Tag Archives: Kitty Hawk

14 May 1908

Charles William Furnas (1880–1941). (Wright-Brothers.org)

14 May 1908: Charles William Furnas, a mechanic for the Wright Company, was the first passenger to fly aboard an airplane.

At the Kill Devil Hills, Kitty Hawk, North Carolina, Furnas rode aboard the Wright Flyer III with Wilbur Wright as pilot. The flight covered approximately 600 meters (656 yards) and lasted for 29 seconds. Later the same day, Orville Wright flew the airplane, again with Charley Furnas aboard, this time covering 2.125 miles (3.42 kilometers) in 4 minutes, 2 seconds.

The Wright Flyer III at Kill Devil Hills, 1908. (Wright-Brothers.org)

• Exercise requirements:
- a) In the passage on the first airplane passenger, restate the stretch from "Tag Archives: Kitty" through "aboard an airplane.", changing "passenger" to "rider".
- b) In the passage on the first airplane passenger, how long did Orville Wright's flight with Furnas last?

• Data shown:
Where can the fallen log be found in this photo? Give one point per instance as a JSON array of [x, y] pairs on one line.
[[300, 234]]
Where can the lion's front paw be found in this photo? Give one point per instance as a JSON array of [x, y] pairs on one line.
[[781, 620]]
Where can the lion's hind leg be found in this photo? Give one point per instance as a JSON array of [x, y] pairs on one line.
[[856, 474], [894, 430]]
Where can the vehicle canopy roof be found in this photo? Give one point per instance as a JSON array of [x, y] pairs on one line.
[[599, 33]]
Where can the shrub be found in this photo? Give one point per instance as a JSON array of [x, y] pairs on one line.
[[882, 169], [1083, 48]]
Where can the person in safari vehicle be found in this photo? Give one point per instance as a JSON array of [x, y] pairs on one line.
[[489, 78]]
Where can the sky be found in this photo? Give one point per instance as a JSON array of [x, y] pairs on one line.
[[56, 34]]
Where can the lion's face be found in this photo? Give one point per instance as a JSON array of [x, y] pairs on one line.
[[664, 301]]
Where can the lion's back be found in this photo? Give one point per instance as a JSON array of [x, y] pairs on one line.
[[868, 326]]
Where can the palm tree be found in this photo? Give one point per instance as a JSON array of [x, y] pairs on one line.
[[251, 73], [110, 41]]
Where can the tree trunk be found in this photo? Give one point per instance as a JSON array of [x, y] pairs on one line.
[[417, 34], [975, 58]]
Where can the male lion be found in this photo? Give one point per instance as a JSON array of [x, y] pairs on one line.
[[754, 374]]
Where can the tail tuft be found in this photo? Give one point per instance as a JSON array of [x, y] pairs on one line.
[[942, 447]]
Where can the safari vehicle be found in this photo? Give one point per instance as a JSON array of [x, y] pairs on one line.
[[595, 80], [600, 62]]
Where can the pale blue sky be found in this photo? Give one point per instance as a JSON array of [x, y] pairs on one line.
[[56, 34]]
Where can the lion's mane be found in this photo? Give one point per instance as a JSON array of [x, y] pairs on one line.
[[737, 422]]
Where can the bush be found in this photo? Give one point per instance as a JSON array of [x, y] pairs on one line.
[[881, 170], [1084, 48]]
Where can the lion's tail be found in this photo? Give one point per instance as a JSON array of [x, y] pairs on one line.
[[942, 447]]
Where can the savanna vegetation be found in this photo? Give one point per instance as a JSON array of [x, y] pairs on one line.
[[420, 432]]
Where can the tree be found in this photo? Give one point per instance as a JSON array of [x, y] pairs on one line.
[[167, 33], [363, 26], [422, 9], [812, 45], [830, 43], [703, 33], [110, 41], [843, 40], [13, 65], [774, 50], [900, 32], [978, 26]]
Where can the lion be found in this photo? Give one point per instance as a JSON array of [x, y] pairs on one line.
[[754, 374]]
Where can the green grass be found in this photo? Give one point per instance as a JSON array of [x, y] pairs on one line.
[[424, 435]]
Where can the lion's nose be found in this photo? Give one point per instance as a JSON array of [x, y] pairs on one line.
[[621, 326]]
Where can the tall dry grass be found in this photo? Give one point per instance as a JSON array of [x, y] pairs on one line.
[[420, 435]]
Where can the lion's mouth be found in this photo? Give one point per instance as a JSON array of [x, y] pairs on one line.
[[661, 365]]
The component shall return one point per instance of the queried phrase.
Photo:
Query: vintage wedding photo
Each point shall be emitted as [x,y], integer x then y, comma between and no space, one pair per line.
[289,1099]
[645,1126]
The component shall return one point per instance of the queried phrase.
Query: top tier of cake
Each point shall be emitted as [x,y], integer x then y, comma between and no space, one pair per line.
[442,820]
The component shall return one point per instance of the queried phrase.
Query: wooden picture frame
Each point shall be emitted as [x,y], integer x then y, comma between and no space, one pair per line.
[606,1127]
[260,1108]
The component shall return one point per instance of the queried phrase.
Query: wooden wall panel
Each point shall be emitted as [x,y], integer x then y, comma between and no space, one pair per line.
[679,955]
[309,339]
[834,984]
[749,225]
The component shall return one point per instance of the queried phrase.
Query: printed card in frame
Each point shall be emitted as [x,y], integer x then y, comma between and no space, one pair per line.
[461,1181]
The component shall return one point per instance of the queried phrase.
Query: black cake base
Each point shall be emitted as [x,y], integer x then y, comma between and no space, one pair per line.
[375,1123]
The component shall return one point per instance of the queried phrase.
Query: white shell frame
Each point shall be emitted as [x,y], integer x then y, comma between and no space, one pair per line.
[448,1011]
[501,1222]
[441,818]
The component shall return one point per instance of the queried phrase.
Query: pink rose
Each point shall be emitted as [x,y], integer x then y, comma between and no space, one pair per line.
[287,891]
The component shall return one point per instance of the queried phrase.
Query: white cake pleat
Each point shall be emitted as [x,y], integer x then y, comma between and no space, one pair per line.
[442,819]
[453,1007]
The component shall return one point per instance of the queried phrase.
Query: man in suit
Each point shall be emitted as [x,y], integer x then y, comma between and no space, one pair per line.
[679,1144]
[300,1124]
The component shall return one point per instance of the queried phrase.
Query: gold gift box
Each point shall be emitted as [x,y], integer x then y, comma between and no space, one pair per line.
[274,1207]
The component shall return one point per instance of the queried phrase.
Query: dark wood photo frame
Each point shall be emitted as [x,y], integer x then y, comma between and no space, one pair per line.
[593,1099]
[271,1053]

• Worked solutions:
- a)
Tag Archives: Kitty Hawk

14 May 1908

Charles William Furnas (1880–1941). (Wright-Brothers.org)

14 May 1908: Charles William Furnas, a mechanic for the Wright Company, was the first rider to fly aboard an airplane.

- b) 4 minutes, 2 seconds.